[Dataset excerpts on object pointing]
╔══

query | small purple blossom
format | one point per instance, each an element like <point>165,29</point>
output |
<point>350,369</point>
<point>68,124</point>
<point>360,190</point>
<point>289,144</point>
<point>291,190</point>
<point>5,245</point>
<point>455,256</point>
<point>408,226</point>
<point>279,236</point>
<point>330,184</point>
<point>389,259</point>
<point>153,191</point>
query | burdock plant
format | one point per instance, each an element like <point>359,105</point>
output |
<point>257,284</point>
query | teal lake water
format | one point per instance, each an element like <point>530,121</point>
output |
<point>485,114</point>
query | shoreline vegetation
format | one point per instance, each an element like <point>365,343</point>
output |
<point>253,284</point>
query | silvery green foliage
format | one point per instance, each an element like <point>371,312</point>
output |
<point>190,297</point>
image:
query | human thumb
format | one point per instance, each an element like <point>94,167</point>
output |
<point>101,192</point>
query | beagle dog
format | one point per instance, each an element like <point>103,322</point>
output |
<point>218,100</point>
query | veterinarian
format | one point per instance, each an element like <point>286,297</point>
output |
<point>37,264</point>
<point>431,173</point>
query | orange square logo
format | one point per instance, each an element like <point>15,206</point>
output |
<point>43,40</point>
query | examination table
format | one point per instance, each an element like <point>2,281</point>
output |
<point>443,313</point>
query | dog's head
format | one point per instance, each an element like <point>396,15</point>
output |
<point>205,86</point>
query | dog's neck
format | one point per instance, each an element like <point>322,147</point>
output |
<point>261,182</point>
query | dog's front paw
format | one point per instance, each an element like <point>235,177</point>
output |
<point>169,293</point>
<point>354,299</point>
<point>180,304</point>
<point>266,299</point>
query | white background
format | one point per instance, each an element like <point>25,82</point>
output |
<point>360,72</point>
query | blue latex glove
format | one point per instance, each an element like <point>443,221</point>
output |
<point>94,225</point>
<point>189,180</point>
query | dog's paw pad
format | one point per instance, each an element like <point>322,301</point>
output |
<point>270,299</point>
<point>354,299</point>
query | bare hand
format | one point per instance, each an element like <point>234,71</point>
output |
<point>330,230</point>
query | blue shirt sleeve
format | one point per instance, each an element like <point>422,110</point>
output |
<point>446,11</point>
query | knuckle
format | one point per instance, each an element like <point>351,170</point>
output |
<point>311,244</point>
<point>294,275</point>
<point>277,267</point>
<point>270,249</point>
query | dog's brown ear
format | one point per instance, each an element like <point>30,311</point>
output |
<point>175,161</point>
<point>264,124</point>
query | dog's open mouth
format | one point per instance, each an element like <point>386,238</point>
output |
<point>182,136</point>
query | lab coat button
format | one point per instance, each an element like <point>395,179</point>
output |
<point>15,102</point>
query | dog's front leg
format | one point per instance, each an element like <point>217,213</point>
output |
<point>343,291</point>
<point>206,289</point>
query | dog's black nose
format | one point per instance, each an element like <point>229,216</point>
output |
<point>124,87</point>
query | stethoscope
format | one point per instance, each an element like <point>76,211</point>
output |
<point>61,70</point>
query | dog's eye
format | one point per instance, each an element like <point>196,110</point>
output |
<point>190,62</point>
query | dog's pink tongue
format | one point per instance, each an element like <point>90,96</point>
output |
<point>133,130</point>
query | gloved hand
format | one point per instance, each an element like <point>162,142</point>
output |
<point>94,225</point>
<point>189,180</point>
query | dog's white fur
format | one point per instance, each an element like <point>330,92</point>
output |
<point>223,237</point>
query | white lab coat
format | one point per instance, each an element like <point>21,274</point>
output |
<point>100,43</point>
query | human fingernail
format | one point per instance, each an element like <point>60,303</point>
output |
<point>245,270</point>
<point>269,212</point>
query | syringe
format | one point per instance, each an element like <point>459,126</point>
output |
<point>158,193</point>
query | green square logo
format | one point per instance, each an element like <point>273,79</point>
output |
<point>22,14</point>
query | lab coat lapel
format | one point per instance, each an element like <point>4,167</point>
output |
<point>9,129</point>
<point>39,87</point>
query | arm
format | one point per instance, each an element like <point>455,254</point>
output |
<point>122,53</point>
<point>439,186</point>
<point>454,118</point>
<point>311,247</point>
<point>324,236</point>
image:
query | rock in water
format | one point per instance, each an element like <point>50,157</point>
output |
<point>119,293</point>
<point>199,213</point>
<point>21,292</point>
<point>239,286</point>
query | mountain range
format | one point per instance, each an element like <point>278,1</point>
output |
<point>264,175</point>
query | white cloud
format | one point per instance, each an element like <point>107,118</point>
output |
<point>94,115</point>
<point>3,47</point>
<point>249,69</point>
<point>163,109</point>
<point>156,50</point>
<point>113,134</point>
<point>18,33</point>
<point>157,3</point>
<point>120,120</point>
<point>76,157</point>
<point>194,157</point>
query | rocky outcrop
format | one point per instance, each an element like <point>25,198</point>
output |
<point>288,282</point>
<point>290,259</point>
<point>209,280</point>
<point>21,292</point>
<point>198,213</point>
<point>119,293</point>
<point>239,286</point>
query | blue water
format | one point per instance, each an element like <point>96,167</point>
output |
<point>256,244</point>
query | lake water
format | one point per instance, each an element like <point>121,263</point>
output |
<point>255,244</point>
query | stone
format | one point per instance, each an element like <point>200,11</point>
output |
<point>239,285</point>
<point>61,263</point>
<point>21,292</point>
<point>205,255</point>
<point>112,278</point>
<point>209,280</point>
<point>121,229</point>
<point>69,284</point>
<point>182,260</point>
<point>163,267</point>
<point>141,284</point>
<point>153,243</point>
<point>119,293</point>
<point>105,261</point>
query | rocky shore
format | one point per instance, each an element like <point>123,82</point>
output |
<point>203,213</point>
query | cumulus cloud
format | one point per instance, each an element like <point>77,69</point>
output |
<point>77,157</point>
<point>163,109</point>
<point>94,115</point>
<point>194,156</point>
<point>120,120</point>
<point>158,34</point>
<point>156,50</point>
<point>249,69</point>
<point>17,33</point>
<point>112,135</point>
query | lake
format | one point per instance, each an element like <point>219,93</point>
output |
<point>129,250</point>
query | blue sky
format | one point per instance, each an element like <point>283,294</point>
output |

╚══

**Directions for this task:** Output the stretch of entries from the line containing "query | teal lake water" through the line containing "<point>431,173</point>", copied verbatim.

**Solution to the problem:**
query | teal lake water
format | one point per instance, each an element like <point>530,121</point>
output |
<point>485,114</point>
query | shoreline vegetation
format | one point per instance, each an element like <point>365,343</point>
output |
<point>253,284</point>
query | silvery green foliage
format | one point per instance, each an element like <point>371,312</point>
output |
<point>190,297</point>
image:
query | human thumb
format | one point per instance, each an element like <point>94,167</point>
output |
<point>101,192</point>
query | beagle dog
format | one point per instance, each an element like <point>103,322</point>
output |
<point>218,100</point>
query | veterinarian
format | one point per instance, each an element like <point>286,297</point>
output |
<point>37,264</point>
<point>431,173</point>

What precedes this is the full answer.